REQUIRED WORK:
- a) In the ticket below about import memory trouble, what memory limit does each taskqueue request get?
- b) Using the ticket below about import memory trouble, mark each statement yes or no and quote the words that settle it: (i) each taskqueue request gets 10 minutes; (ii) for CSVs, the whole file is loaded into memory; (iii) the import now writes back to the database every 1,000 employees.

SELECTED PASSAGE:
<<<<
Import task runs out of memory for large databases

Question

Import task runs out of memory for large databases

Opened this issue 8 years ago · 1 comments

Caution: long ticket incoming!

When you take students, faculty, staff, and alumni together, CWRU has a lot more people than Yelp. Since this app works based on the idea that you have a database containing every "employee", we have to import them all into the database. Some of the operations that probably worked fine in the setting of Yelp's employee database are no longer feasible for us, and the current pain point is importing.

Employee import (from CSV or JSON) runs in a taskqueue setting, and each "request" in a taskqueue gets 10 minutes and a memory limit of 128MB. When requests fail, they are retried (I believe a maximum of 10 times) with exponential backoff. The import process used to work as follows:

Open the import source (CSV/JSON) and begin reading. For CSVs, a DictReader is used, which creates an iterator and does not load the whole file into memory.
Iterate over the import source, and either add (if the employee is new) or update (if the employee already exists) each entry. Each employee entry is added to one (or possibly two) lists.
Scan the employee table (which is loaded into memory all at once) for employees which are not present in the import. Mark them as terminated.
Finally, rebuild the autocomplete index. This works by iterating over each employee in the table (again in memory), listing out all possible substrings of their first/last name and username, and creating an entry in the index for them.

Initially, I was getting timeouts. However, this was due to the fact that my database dump had over 100,000 employees, and there wasn't enough time to process all of them. I resolved that by chunking up the import into smaller files, which is inconvenient but helped the situation. Since then I have improved my dump process (see #1 and brenns10/ldump), and my import file became much smaller anyway. I've found that 15,000-20,000 is a manageable amount to do in a single import, and potentially even more could work.

Next, I ran into memory issues. Initially, this was due to step 3, loading the whole Employee table in memory, as well as step 2, keeping all the imported employees in memory. I got rid of that logic (in 084507a), so that CSV importing is a purely additive process. I also write back to the database every 500 employees so that we never keep the whole import list in memory (in 0a0bd57).
>>>>
ENTRIES PROVIDED:
<<<<
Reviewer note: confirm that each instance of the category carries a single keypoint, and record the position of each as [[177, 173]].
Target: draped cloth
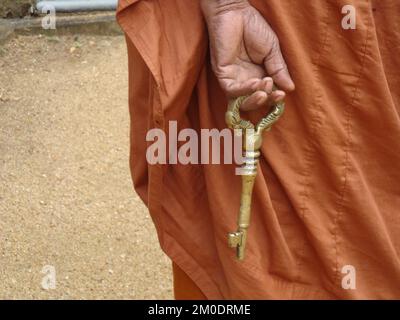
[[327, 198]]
>>>>
<<<<
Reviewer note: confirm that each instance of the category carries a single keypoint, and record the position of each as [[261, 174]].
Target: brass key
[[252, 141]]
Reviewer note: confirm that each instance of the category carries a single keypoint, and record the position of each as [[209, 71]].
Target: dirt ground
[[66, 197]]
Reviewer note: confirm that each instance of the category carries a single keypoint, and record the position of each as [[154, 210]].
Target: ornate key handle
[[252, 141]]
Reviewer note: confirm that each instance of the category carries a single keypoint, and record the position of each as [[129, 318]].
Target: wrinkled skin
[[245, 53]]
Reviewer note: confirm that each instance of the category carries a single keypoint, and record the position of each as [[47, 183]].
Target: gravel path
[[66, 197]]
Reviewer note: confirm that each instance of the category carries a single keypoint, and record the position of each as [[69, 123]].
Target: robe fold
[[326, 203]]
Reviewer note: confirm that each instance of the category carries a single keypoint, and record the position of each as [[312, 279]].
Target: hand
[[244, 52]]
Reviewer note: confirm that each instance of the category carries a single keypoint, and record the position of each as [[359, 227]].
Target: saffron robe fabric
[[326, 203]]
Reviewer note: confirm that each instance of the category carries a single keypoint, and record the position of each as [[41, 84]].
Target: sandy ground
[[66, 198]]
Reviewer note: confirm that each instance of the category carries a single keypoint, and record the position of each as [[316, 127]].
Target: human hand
>>>>
<<<<
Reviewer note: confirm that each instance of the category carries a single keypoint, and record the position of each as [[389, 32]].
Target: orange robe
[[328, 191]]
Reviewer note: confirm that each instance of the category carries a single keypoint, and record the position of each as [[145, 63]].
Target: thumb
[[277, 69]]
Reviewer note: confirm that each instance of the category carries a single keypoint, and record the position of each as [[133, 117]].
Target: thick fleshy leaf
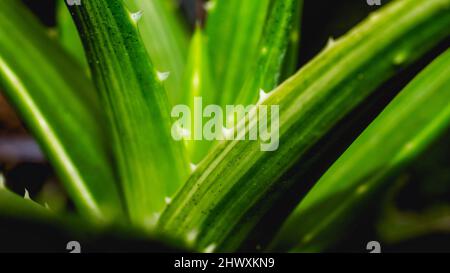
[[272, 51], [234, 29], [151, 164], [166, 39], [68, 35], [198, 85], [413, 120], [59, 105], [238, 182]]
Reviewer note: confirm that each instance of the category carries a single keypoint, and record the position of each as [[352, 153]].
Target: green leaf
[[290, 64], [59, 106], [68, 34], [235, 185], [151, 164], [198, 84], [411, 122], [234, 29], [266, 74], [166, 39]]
>>>>
ANSWERS GIVEN:
- a) 128MB

- b)
(i) Yes: "each "request" in a taskqueue gets 10 minutes"
(ii) No: "a DictReader is used, which creates an iterator and does not load the whole file into memory"
(iii) No: "I also write back to the database every 500 employees"